Algunos de los testimonios informan que las comunidades guaraníes y evangélicas de Cherenta, 9 de Julio y de Yacuy, ubicadas en las ciudades de Tartagal y Aguaray -provincia de Salta- deben su origen a guaraníes que trabajaban y habitaban en el ingenio La Esperanza, y que se establecieron allí, tras fracasados intentos por llegar hasta sus territorios de origen en Bolivia.6 Otras familias se quedaron en La Esperanza y actualmente viven en barrios marginales. Ni los pequeños terrenos y ni las casas que ocupan hace más de un siglo les pertenecen. El acceso al agua y a la salud es precario. La educación bilingüe no existe. Los procesos de organización para la conformación de comunidades indígenas con personaría jurídica son recientes y fueron impulsados no sin dificultades. Lo que se palpa en La Esperanza es la lucha de unos pocos contra los relatos dominantes de estigmatización por la pertenencia u origen indígena.
En la Puna prehispánica de la actual provincia de Jujuy habitaban los casabindos y cochinocas integrados, a su vez, a un conjunto de pueblos semejantes como los lipes, los atacamas, los chichas y los apatamas (Palomeque, 2000: 91-92). Al inicio del siglo XX, el arqueólogo sueco Eric von Rosen escribió: “La escasa población de la Puna de Jujuy consiste casi exclusivamente en indios de habla quichua. Muchos de ellos descienden seguramente de las tribus en su tiempo sometidas al Inca, que ya vivían aquí al llegar los españoles a Sudamérica […]” (von Rosen, 1957: 77).

•••••

▶ _Tarea de trabajo A_
Según el texto, ¿en qué ingenio trabajaban y habitaban los guaraníes que dieron origen a las comunidades de Cherenta, 9 de Julio y Yacuy?
▶ _Tarea de trabajo B_
Devuelve el fragmento del texto que va desde "En la Puna prehispánica" hasta "Rosen, 1957: 77).".
Responde usando únicamente el texto.

Datos de anclaje de objetos en lenguaje natural:

•••••

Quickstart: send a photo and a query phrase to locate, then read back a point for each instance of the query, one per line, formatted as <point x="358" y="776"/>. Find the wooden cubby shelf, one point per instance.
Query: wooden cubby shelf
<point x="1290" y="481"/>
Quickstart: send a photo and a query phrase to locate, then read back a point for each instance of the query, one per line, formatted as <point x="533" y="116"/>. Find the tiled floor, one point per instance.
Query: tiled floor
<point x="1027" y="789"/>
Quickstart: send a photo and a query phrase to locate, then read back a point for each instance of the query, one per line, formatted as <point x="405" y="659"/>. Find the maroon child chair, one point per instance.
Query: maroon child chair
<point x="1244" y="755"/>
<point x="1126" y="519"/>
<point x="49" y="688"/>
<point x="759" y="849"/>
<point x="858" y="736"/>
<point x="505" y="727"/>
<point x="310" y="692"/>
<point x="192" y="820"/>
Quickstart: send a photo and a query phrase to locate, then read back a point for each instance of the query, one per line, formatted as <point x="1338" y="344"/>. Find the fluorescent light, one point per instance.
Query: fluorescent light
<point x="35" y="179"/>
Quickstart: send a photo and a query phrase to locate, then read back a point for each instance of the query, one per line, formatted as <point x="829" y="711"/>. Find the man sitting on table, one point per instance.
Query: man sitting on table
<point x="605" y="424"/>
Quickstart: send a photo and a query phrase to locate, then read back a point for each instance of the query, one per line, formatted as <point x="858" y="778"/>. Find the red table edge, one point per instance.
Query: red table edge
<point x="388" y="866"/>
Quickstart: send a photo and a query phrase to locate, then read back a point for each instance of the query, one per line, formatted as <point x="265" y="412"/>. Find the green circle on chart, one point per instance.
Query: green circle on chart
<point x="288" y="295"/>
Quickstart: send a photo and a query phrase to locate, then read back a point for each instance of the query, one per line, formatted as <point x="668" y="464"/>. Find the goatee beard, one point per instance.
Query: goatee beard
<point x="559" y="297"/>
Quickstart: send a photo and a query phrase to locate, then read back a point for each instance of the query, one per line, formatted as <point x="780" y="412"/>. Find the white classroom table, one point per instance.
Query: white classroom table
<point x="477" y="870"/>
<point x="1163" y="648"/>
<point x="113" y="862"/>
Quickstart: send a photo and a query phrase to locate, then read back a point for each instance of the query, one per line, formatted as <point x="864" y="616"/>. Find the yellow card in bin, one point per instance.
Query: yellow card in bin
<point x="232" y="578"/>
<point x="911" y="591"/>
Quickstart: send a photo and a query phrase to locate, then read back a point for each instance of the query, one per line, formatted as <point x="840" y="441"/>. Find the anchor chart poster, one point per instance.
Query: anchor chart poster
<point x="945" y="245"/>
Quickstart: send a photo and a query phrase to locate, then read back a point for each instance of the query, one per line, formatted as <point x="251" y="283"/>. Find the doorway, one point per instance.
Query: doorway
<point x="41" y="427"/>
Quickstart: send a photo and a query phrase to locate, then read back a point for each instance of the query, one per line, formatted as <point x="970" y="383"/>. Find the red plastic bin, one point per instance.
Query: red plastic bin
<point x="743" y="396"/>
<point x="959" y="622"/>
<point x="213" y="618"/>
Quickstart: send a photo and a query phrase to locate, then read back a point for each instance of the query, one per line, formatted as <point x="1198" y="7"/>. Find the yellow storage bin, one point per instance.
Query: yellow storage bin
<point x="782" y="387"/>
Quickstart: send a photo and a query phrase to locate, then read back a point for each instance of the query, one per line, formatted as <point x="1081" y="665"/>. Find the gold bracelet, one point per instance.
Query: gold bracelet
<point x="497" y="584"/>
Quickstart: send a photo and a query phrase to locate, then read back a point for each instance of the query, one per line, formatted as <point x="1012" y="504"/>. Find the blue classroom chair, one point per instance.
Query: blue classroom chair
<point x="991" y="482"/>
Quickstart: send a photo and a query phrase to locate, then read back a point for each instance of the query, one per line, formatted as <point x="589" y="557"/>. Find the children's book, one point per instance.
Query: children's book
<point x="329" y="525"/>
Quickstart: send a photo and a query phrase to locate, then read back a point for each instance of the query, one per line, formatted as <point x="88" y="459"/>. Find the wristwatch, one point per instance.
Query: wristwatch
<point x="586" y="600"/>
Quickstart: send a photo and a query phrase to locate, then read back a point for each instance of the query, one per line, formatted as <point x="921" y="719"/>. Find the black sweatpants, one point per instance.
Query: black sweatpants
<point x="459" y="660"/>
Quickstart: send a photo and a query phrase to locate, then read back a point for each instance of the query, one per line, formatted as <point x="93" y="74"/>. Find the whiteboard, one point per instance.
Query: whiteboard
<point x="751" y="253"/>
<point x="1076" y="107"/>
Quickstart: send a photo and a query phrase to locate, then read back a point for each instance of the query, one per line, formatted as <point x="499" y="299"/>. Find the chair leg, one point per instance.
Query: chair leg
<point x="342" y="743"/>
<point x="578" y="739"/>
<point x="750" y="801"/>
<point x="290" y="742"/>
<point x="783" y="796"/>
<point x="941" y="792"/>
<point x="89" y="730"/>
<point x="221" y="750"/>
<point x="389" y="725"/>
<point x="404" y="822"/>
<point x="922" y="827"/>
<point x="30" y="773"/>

•••••

▶ _Resultado del ejercicio A_
En el ingenio La Esperanza.

▶ _Resultado del ejercicio B_
En la Puna prehispánica de la actual provincia de Jujuy habitaban los casabindos y cochinocas integrados, a su vez, a un conjunto de pueblos semejantes como los lipes, los atacamas, los chichas y los apatamas (Palomeque, 2000: 91-92). Al inicio del siglo XX, el arqueólogo sueco Eric von Rosen escribió: “La escasa población de la Puna de Jujuy consiste casi exclusivamente en indios de habla quichua. Muchos de ellos descienden seguramente de las tribus en su tiempo sometidas al Inca, que ya vivían aquí al llegar los españoles a Sudamérica […]” (von Rosen, 1957: 77).